### Work required
Please transcribe each of the items below line for line, without changing any character.

+ + +

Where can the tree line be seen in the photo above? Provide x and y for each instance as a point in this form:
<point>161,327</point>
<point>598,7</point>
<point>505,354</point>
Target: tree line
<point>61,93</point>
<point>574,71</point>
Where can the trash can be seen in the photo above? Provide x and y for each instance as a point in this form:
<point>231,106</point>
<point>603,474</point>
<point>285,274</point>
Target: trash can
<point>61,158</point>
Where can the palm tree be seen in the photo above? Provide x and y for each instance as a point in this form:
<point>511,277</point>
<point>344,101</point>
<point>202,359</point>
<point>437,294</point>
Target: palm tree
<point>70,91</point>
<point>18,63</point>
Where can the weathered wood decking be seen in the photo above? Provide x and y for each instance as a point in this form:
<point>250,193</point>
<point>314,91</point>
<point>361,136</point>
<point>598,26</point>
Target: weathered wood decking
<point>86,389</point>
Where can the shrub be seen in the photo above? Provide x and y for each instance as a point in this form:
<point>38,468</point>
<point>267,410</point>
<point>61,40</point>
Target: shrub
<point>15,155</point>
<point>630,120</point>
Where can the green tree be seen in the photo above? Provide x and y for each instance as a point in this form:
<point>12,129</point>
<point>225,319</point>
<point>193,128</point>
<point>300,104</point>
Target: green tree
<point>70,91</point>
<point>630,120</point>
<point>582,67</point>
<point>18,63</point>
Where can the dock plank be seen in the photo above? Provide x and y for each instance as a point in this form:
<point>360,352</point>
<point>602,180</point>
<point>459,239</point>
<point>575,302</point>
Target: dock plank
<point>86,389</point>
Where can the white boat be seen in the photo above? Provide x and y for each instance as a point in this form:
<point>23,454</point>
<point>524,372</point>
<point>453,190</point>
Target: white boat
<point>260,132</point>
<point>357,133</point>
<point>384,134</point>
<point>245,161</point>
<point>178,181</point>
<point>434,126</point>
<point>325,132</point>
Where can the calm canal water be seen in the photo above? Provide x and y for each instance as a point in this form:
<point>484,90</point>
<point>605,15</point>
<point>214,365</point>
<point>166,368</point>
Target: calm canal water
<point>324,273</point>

+ + +

### Exercise response
Where can the tree line be seen in the photo above? Provide x and y for each instance as a point in this form:
<point>161,327</point>
<point>598,7</point>
<point>505,354</point>
Target: tree line
<point>61,93</point>
<point>574,71</point>
Where can the trash can be seen in the photo above? Provide x and y for each instance as a point in this form:
<point>231,106</point>
<point>603,474</point>
<point>285,274</point>
Target: trash can
<point>61,158</point>
Where can the palm tree be seen in the photo above? Provide x and y for each instance as a point in this form:
<point>511,277</point>
<point>344,101</point>
<point>202,359</point>
<point>437,294</point>
Target: palm tree
<point>70,91</point>
<point>18,63</point>
Where can the weathered wood decking be seen in the photo above? Provide x and y for each instance as a point in this form:
<point>250,193</point>
<point>314,91</point>
<point>361,136</point>
<point>598,26</point>
Target: weathered wood decking
<point>86,389</point>
Where can the shrub be seen in the photo above? Provide x and y for each instance as a point in this form:
<point>38,468</point>
<point>267,410</point>
<point>61,40</point>
Target: shrub
<point>15,155</point>
<point>630,120</point>
Where can the green tree be seen in the photo above? Provide x and y for each instance as a point in this form:
<point>12,129</point>
<point>225,319</point>
<point>193,128</point>
<point>300,104</point>
Target: green tree
<point>70,91</point>
<point>630,120</point>
<point>582,67</point>
<point>18,63</point>
Where can the dock plank be seen in the photo above? Provide x and y for each instance as a point in this form:
<point>360,352</point>
<point>602,180</point>
<point>459,239</point>
<point>575,302</point>
Target: dock plank
<point>86,389</point>
Where can the white boat be seen in the photo above? Provide x and y for each instance as a point in this form:
<point>23,454</point>
<point>524,372</point>
<point>453,190</point>
Target: white boat
<point>260,132</point>
<point>357,133</point>
<point>384,134</point>
<point>245,161</point>
<point>178,181</point>
<point>434,126</point>
<point>325,132</point>
Where can the calm canal water be seen in the photo above? Provide x and y for each instance as a point in this form:
<point>484,90</point>
<point>605,15</point>
<point>214,365</point>
<point>166,368</point>
Target: calm canal water
<point>324,273</point>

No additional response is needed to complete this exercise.